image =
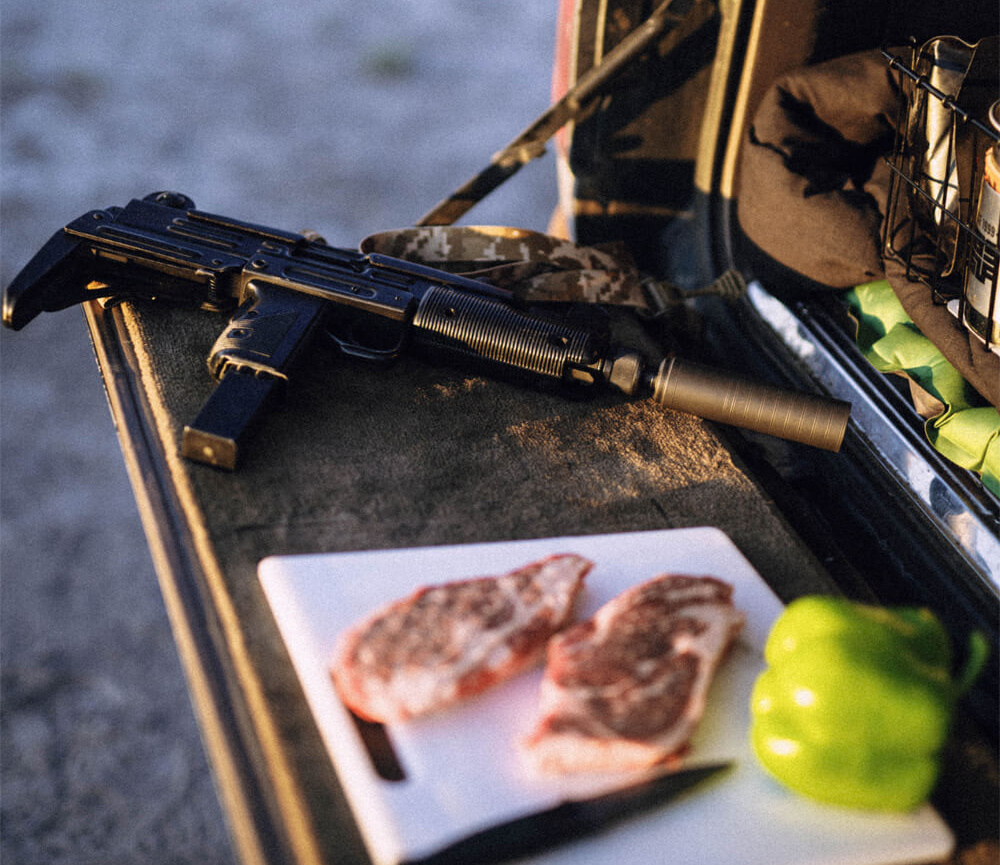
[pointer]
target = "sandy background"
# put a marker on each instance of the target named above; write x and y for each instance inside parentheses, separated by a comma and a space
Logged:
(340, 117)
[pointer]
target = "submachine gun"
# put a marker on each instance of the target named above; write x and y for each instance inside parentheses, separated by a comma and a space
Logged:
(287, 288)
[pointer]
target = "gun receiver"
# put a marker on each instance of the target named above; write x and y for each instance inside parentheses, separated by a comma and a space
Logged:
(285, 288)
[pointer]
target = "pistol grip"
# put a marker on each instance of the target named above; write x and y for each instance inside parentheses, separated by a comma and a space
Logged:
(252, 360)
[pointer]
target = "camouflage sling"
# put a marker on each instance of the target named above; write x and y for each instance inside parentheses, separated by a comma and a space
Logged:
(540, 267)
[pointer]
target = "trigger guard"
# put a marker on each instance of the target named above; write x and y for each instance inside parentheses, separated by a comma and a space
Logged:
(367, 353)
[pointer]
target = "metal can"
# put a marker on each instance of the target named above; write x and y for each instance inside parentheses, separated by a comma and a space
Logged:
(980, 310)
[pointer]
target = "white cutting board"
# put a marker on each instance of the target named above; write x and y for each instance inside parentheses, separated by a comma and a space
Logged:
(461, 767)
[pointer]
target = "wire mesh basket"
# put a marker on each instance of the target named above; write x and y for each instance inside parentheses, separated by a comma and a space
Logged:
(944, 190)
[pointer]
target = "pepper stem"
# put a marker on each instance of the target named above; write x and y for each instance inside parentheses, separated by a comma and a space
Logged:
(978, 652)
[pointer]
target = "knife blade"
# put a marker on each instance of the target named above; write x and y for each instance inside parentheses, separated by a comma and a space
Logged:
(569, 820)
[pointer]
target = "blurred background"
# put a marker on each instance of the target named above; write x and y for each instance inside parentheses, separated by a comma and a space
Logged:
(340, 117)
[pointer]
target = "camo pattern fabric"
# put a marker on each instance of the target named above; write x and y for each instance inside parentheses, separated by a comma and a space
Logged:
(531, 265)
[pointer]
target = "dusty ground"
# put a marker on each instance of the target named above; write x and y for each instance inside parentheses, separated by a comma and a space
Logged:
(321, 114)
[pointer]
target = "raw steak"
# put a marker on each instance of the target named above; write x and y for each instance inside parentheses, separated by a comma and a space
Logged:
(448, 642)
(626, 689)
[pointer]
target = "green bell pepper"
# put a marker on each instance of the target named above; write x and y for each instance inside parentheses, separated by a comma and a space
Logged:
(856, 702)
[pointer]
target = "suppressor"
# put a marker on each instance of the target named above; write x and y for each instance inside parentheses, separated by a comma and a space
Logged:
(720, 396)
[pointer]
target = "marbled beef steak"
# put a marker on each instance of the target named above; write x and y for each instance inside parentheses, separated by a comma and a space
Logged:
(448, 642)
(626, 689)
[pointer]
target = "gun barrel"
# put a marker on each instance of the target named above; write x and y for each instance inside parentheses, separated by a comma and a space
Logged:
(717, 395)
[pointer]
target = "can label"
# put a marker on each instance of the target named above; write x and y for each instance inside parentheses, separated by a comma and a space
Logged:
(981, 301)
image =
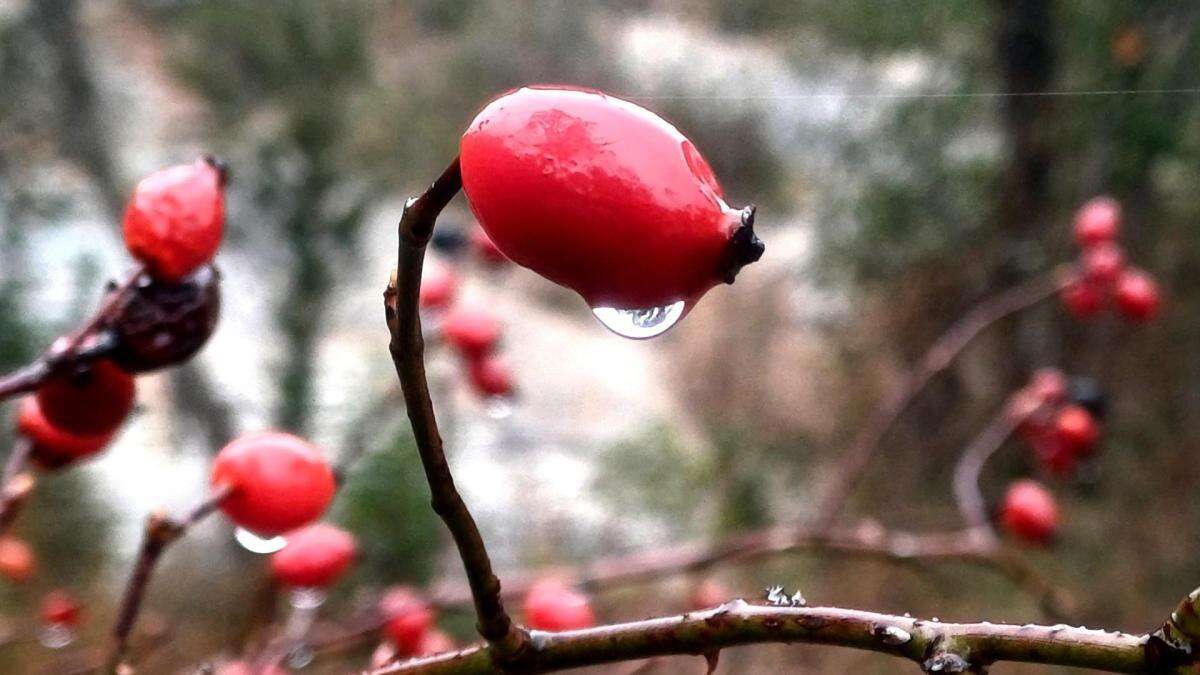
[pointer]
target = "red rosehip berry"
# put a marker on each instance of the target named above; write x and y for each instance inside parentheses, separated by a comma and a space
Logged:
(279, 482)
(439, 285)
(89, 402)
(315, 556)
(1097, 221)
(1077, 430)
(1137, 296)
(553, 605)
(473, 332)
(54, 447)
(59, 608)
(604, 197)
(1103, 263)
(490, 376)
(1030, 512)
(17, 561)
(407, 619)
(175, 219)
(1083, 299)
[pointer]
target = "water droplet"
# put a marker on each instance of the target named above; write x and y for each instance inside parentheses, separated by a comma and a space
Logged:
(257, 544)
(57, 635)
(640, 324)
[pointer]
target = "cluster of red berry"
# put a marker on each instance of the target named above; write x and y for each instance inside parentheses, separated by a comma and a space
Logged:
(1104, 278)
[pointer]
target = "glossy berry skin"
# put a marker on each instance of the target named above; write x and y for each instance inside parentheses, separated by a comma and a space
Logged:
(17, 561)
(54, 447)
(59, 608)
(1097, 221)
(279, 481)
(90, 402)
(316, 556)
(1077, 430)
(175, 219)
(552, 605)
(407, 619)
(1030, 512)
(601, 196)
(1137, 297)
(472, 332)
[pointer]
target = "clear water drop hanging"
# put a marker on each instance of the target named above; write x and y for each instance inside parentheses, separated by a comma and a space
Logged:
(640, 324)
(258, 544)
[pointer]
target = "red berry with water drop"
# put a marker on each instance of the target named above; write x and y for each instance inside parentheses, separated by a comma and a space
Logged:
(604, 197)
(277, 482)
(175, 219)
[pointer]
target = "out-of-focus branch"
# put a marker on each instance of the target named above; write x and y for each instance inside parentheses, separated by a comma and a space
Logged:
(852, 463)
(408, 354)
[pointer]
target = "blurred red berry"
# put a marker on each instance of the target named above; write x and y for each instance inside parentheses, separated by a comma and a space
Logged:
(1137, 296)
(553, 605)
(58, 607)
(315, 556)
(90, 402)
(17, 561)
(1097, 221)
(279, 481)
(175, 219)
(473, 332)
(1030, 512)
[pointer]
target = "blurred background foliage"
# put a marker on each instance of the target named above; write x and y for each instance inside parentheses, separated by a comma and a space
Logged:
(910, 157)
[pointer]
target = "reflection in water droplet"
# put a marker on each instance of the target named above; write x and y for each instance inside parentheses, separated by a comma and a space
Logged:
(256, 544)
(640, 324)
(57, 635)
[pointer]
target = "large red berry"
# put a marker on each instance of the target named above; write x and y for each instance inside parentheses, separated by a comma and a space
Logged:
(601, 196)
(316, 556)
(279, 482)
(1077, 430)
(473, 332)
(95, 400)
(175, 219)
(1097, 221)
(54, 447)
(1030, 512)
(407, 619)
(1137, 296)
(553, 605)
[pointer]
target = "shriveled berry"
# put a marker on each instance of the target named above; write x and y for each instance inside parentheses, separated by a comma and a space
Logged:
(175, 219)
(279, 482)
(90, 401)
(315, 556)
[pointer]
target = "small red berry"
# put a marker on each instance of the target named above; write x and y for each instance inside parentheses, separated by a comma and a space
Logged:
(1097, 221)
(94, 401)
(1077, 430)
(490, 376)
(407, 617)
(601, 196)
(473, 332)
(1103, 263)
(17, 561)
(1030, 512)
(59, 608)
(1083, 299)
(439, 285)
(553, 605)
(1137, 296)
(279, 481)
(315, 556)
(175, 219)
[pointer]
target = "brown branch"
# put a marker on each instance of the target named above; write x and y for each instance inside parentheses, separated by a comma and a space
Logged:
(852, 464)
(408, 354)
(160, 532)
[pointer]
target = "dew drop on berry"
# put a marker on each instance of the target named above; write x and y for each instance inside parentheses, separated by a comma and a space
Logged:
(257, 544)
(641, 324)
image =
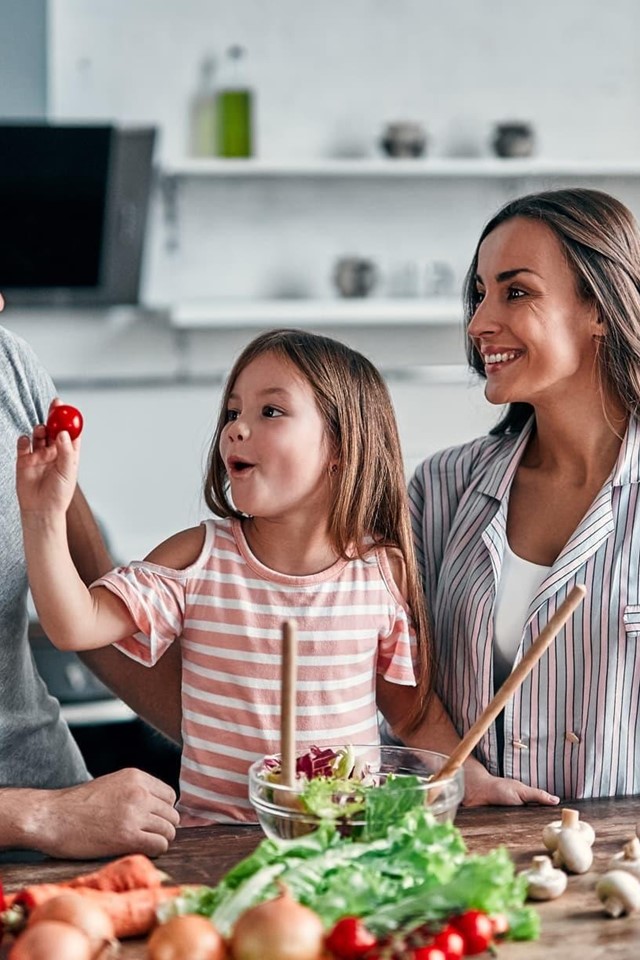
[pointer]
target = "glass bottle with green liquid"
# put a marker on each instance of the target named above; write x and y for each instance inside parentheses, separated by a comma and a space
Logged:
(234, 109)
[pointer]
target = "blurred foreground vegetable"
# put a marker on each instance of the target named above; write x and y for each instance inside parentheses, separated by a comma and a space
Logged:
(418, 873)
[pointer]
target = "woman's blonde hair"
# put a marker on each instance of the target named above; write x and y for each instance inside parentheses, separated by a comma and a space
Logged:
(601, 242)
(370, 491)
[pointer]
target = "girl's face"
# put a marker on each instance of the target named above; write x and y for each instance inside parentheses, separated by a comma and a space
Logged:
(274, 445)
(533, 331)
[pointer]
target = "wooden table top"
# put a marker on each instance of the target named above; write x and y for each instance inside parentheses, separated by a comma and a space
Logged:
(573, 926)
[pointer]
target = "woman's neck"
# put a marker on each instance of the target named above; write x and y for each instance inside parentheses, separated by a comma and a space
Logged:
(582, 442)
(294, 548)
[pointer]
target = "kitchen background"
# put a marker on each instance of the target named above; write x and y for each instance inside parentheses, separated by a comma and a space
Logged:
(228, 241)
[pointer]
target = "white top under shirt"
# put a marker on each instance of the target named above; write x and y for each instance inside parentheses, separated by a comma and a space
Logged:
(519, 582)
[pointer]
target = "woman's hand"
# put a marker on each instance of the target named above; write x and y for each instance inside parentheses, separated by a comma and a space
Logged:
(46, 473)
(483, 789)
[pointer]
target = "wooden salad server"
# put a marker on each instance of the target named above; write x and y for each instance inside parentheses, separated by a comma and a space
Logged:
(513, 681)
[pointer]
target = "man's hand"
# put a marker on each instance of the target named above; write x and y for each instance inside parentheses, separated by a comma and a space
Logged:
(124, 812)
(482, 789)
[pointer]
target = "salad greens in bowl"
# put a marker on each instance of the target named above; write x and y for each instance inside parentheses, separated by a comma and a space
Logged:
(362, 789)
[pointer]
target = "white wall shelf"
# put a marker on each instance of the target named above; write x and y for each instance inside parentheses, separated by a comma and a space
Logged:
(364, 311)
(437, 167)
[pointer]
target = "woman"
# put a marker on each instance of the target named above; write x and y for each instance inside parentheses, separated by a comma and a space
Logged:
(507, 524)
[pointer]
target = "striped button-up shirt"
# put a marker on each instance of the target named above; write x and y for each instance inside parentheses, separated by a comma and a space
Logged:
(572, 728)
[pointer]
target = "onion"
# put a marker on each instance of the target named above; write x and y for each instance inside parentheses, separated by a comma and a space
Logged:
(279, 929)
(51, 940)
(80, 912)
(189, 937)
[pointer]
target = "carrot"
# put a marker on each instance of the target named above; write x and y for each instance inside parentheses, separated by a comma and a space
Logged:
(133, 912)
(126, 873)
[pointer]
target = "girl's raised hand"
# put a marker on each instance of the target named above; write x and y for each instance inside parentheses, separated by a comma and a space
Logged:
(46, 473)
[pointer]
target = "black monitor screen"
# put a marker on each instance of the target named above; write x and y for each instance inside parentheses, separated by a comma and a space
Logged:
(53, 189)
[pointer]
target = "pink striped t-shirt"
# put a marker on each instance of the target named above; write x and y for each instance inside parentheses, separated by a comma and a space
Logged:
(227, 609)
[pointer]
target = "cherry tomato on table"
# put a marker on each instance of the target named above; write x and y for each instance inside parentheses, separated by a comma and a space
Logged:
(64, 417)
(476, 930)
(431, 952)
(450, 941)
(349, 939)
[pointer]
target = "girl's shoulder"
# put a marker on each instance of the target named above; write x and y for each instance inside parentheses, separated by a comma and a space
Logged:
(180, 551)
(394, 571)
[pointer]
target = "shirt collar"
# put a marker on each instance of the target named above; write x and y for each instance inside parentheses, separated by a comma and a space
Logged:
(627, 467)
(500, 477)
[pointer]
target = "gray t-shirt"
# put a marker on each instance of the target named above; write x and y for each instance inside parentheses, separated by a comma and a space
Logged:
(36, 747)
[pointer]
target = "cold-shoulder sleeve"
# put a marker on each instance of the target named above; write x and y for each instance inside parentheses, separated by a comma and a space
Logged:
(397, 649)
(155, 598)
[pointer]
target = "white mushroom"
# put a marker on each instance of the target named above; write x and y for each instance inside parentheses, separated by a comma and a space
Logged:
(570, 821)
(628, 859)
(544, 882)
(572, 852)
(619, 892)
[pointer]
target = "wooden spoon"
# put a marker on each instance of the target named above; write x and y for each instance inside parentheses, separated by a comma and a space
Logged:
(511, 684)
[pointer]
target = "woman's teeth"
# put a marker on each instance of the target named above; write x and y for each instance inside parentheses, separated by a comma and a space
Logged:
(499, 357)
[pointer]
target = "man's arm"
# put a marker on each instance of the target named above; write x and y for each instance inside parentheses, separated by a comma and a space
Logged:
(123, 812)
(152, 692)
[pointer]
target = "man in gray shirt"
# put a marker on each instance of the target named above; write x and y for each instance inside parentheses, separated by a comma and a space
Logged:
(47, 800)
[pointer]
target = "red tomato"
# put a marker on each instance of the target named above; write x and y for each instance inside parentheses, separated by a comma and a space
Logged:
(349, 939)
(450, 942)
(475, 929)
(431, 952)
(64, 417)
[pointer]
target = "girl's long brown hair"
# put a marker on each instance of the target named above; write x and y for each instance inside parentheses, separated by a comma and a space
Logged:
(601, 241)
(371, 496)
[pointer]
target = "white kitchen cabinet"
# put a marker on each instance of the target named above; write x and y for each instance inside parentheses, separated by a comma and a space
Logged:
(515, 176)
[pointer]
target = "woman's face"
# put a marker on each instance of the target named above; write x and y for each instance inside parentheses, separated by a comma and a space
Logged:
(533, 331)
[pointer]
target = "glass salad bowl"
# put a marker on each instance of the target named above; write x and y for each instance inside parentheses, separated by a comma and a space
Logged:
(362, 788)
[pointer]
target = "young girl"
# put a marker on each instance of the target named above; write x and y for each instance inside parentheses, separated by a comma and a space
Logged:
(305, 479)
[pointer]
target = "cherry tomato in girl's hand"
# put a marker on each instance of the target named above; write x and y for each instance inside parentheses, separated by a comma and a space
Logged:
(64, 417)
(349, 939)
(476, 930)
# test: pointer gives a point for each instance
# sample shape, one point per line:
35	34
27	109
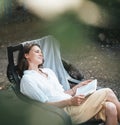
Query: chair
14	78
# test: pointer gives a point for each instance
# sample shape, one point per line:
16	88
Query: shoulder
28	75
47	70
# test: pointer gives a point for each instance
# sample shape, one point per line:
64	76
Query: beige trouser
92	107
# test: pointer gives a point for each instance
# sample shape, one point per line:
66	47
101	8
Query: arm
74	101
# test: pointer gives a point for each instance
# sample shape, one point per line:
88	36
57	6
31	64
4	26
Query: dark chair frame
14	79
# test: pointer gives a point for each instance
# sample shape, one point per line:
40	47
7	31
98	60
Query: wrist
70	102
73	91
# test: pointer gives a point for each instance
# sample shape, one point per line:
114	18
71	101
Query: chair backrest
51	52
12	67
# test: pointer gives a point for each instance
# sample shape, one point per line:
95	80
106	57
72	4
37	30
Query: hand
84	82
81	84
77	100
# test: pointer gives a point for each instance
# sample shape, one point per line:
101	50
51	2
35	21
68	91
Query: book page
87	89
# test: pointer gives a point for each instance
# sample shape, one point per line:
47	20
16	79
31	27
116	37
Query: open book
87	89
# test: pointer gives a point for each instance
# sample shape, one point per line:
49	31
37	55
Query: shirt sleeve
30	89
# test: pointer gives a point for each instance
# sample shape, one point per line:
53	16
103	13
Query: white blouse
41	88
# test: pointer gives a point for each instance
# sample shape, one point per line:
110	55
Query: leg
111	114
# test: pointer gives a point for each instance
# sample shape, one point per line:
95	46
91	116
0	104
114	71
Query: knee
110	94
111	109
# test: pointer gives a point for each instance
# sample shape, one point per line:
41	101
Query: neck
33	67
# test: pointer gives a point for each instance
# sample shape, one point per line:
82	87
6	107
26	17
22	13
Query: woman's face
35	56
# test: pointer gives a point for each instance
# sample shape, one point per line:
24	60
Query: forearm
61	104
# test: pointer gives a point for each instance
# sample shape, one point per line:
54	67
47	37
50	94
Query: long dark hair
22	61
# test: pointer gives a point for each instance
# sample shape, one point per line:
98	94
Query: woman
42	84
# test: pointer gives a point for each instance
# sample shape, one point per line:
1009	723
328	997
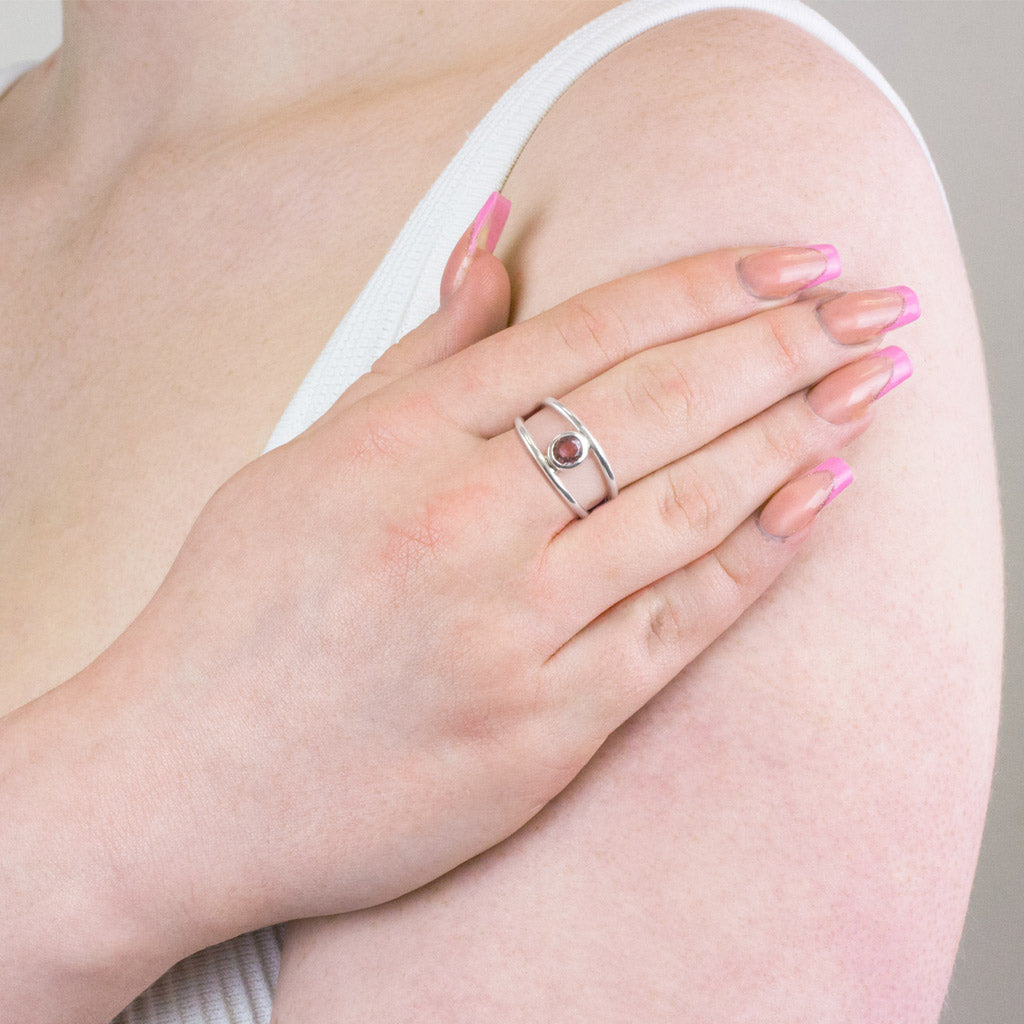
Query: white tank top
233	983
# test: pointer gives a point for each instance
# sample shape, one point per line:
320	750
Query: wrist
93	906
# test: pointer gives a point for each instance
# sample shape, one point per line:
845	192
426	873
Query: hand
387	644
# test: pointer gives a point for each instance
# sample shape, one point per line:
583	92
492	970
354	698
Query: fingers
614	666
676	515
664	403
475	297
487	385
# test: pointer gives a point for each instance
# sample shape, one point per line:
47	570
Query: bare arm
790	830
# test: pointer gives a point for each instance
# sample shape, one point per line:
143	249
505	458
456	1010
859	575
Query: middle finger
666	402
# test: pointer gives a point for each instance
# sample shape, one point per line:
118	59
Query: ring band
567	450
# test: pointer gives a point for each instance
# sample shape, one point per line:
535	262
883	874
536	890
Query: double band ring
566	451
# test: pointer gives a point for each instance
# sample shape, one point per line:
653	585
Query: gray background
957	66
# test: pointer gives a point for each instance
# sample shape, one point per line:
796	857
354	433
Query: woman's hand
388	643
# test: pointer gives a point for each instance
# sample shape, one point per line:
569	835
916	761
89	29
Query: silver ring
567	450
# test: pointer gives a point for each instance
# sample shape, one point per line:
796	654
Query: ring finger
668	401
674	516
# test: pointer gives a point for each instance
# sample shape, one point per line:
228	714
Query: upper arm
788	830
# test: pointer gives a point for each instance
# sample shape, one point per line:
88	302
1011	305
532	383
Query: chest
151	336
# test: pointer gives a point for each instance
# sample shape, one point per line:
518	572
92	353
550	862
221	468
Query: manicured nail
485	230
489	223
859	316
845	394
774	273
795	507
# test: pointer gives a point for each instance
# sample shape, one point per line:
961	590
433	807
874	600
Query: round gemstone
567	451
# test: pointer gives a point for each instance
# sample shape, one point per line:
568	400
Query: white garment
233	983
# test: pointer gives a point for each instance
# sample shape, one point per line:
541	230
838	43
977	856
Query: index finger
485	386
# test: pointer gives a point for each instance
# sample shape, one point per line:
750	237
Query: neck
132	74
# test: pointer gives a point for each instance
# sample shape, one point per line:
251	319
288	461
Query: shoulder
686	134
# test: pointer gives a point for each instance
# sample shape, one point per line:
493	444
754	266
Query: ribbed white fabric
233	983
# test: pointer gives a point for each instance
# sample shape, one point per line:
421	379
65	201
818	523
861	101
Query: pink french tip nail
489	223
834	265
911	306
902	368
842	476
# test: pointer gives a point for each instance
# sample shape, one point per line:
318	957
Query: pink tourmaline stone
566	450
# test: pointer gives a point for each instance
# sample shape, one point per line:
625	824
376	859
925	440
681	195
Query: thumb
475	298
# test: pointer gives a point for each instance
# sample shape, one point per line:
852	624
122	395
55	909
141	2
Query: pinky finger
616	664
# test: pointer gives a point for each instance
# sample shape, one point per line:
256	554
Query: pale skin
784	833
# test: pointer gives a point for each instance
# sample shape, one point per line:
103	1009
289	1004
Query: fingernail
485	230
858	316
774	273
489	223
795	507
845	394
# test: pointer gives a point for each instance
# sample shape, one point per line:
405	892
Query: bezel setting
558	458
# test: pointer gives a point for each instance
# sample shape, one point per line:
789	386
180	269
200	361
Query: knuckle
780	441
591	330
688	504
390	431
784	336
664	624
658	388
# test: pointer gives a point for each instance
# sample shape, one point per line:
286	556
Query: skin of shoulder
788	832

────────

What is expected ▸ Please copy out each line of the material that contains the string "blurred".

The completed task ▸
target = "blurred background"
target = "blurred red berry"
target = "blurred background foliage"
target = "blurred foreground vegetable"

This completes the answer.